• Assigned task
What follows is data; output all of it exactly as given.

• Data for analysis
-- Opening Marker --
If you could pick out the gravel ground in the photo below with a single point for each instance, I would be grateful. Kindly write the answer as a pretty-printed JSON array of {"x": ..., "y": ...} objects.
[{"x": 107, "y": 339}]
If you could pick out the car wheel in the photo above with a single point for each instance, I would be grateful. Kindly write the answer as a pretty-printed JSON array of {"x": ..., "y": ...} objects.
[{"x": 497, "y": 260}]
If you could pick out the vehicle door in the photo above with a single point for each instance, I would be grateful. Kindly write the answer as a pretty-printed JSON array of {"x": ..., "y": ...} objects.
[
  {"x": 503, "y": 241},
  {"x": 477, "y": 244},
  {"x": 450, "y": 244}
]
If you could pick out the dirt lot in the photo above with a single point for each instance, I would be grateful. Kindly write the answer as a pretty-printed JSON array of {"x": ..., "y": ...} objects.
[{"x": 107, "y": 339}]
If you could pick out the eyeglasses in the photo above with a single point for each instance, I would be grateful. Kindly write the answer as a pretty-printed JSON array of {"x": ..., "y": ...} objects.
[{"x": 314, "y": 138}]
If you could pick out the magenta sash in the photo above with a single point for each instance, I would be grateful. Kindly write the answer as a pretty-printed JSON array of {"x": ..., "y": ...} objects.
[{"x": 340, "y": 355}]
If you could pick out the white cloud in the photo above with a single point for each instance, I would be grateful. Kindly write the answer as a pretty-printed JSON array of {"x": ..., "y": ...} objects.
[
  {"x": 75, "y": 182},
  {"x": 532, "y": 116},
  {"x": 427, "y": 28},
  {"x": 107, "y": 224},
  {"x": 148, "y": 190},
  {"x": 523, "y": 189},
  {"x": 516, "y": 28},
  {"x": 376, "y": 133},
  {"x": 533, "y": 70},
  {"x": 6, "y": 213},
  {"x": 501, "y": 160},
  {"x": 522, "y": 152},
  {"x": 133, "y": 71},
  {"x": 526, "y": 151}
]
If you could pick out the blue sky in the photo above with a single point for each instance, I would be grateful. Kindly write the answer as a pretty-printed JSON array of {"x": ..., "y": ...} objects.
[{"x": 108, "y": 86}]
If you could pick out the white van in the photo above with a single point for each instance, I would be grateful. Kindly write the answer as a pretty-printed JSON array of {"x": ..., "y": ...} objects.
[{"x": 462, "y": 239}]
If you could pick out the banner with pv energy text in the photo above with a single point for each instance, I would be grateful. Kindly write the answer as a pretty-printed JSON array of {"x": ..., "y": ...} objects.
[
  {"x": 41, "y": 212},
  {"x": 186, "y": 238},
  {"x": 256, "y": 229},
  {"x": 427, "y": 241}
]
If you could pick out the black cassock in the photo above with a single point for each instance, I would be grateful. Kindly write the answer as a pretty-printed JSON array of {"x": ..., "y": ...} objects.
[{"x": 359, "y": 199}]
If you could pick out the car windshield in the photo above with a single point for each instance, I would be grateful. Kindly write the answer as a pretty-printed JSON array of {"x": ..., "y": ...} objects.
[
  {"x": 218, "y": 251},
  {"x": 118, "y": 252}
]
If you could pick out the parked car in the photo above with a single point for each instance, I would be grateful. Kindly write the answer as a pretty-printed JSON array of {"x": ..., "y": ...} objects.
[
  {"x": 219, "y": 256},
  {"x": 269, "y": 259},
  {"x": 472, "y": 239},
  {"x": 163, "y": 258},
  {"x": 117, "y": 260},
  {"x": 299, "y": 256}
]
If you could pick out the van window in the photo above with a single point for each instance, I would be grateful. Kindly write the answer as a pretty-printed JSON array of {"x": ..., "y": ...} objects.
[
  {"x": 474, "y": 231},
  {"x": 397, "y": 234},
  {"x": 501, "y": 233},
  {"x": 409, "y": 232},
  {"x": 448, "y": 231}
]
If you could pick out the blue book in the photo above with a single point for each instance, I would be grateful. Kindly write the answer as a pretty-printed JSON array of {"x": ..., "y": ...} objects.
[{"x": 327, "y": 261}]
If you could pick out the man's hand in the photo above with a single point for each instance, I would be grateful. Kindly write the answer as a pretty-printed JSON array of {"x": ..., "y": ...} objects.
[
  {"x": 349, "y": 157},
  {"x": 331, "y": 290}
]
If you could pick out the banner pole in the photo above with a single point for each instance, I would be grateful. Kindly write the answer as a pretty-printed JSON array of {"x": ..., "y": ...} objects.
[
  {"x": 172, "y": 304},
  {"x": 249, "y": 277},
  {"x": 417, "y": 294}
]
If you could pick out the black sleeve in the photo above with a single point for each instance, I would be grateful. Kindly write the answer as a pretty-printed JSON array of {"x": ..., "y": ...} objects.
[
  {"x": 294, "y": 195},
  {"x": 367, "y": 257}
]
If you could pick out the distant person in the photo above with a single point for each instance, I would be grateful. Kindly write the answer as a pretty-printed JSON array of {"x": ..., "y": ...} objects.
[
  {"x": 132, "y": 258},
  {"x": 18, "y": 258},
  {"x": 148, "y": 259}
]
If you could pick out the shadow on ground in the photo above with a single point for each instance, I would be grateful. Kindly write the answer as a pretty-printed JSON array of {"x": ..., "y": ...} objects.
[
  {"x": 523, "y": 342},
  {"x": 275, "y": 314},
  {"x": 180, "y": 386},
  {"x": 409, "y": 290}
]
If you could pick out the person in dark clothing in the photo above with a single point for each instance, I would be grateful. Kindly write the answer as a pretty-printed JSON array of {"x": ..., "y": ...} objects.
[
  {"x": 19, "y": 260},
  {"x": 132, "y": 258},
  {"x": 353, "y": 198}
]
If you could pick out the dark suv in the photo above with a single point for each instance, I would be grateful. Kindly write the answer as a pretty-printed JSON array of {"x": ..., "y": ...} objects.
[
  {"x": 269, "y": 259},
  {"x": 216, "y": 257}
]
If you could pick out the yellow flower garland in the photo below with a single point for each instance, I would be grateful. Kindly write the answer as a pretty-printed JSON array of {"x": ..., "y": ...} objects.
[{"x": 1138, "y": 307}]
-- Closing Marker --
• Your solution
If you could pick out the gravel ground in the photo below with a single point for each instance, I would be grateful. Kindly write the answer as a pretty-printed JSON array of {"x": ..., "y": ...} objects.
[{"x": 107, "y": 339}]
If you could pick out the car wheel in the photo above with a single point for each instance, I would be grateful. Kindly write the answer as a pretty-printed JSON array of {"x": ..., "y": ...} objects.
[{"x": 497, "y": 260}]
If you could pick out the vehicle door in the photo above with a single point for each instance, I would be grateful. Kindly write the answer as a pretty-printed JSON array of {"x": ..., "y": ...} objects.
[
  {"x": 503, "y": 241},
  {"x": 477, "y": 244},
  {"x": 450, "y": 244}
]
If you could pick out the dirt lot in the photo above with a single point for each instance, I would be grateful. Kindly write the answer as a pretty-printed JSON array of {"x": ..., "y": ...} objects.
[{"x": 107, "y": 339}]
If you could pick out the eyeglasses in the photo above with a single point for each instance, I would be grateful. Kindly write the answer as a pretty-printed JSON array of {"x": ..., "y": ...} objects.
[{"x": 314, "y": 138}]
If you could pick out the magenta sash in the photo above with a single point for each instance, I would be grateful. Kindly write the answer as a pretty-printed JSON array of {"x": ..., "y": ...} objects.
[{"x": 340, "y": 355}]
If you could pick out the white cloud in the photo above with a single point for each instance, I would be grateful. Kindly write the answer as a pretty-printed JSON array of {"x": ..., "y": ...} objects.
[
  {"x": 75, "y": 182},
  {"x": 532, "y": 116},
  {"x": 427, "y": 28},
  {"x": 107, "y": 224},
  {"x": 148, "y": 190},
  {"x": 523, "y": 189},
  {"x": 516, "y": 28},
  {"x": 376, "y": 133},
  {"x": 533, "y": 70},
  {"x": 6, "y": 213},
  {"x": 501, "y": 160},
  {"x": 522, "y": 152},
  {"x": 133, "y": 71},
  {"x": 526, "y": 151}
]
If you could pick out the blue sky in the photo above with a single point for each instance, I would be grateful. Kindly write the answer as a pretty-printed JSON array of {"x": ..., "y": ...} objects.
[{"x": 108, "y": 86}]
If you could pick out the white van in the photo above with a single point for each instance, I would be grateful. Kindly write the answer as a pretty-printed JSON array of {"x": ..., "y": ...} objects.
[{"x": 462, "y": 239}]
If you could pick out the banner with pv energy text in the photo above with a single point for each instance, I would be grateful. Kindly write the answer as a pretty-printed JSON array of {"x": ..., "y": ...} objects.
[
  {"x": 41, "y": 212},
  {"x": 186, "y": 238},
  {"x": 256, "y": 229},
  {"x": 427, "y": 241}
]
If you could pick out the black cassock in the photo above with a single point for each instance, I would be grateful. Kindly write the answer as a pretty-printed JSON array of {"x": ..., "y": ...} objects.
[{"x": 359, "y": 199}]
If you could pick out the car windshield in the photo above with a single point for each instance, I would be grateful. Kindly write the answer as a pretty-printed JSON array of {"x": ..., "y": ...} objects.
[
  {"x": 218, "y": 251},
  {"x": 118, "y": 252}
]
If you could pick out the parked car in the photo above with a single point for each instance, I would be grateful. Kindly write the answer as a pretty-printed JSON array of {"x": ..., "y": ...} objects.
[
  {"x": 219, "y": 256},
  {"x": 269, "y": 259},
  {"x": 472, "y": 239},
  {"x": 163, "y": 258},
  {"x": 117, "y": 260},
  {"x": 299, "y": 256}
]
If you could pick out the van window in the photo above with a single point for each instance, I would be grateful. Kindly write the answer as a pretty-printed JSON array of {"x": ..., "y": ...} objects.
[
  {"x": 474, "y": 231},
  {"x": 397, "y": 234},
  {"x": 501, "y": 233},
  {"x": 409, "y": 232},
  {"x": 448, "y": 231}
]
If you could pick out the blue book in the photo above with a single point for each instance, I would be grateful. Kindly write the answer as a pretty-printed JSON array of {"x": ..., "y": ...} objects.
[{"x": 327, "y": 261}]
If you could pick out the man's hand in the photo above with a single point for each instance, I would be grateful. Kindly write the answer as a pretty-printed JSON array of {"x": ..., "y": ...} objects.
[
  {"x": 349, "y": 157},
  {"x": 331, "y": 290}
]
If you could pick out the banner pole in the photo above with a single point for each instance, I would be grateful. Kindly write the answer as a pretty-printed JSON array of {"x": ..., "y": ...} objects.
[
  {"x": 172, "y": 304},
  {"x": 249, "y": 277},
  {"x": 417, "y": 294}
]
If you could pick out the black sleeve in the photo above with a single point for each instance, I would be grateful. Kindly write the answer as a pretty-printed JSON array of {"x": ..., "y": ...} objects.
[
  {"x": 294, "y": 195},
  {"x": 367, "y": 257}
]
If you could pick out the distant person in the photo above with a single point for each instance, I would be grateful. Kindly write the answer as a pretty-printed JSON array of {"x": ..., "y": ...} objects.
[
  {"x": 132, "y": 258},
  {"x": 18, "y": 258},
  {"x": 148, "y": 259}
]
If you could pick out the shadow on ground in the photo above with a single point for each instance, I would be grateful. Kindly write the answer as a pretty-printed JSON array of {"x": ..., "y": ...} objects.
[
  {"x": 523, "y": 342},
  {"x": 275, "y": 314},
  {"x": 180, "y": 386},
  {"x": 409, "y": 290}
]
If you could pick out the person in dark clothing in the photo above with a single point for each instance, I would be grateful. Kindly write the answer as a pretty-printed JSON array of {"x": ..., "y": ...} objects.
[
  {"x": 19, "y": 260},
  {"x": 132, "y": 258},
  {"x": 353, "y": 198}
]
If you could pick out the dark suv in the photo above with a single point for each instance, I would be grateful. Kindly write the answer as a pretty-printed JSON array of {"x": ..., "y": ...} objects.
[
  {"x": 269, "y": 259},
  {"x": 216, "y": 257}
]
If you could pick out the yellow flower garland in the photo below with a single point for each instance, I would be grateful. Kindly write the answer as a pretty-printed JSON array of {"x": ..., "y": ...} objects.
[{"x": 1138, "y": 307}]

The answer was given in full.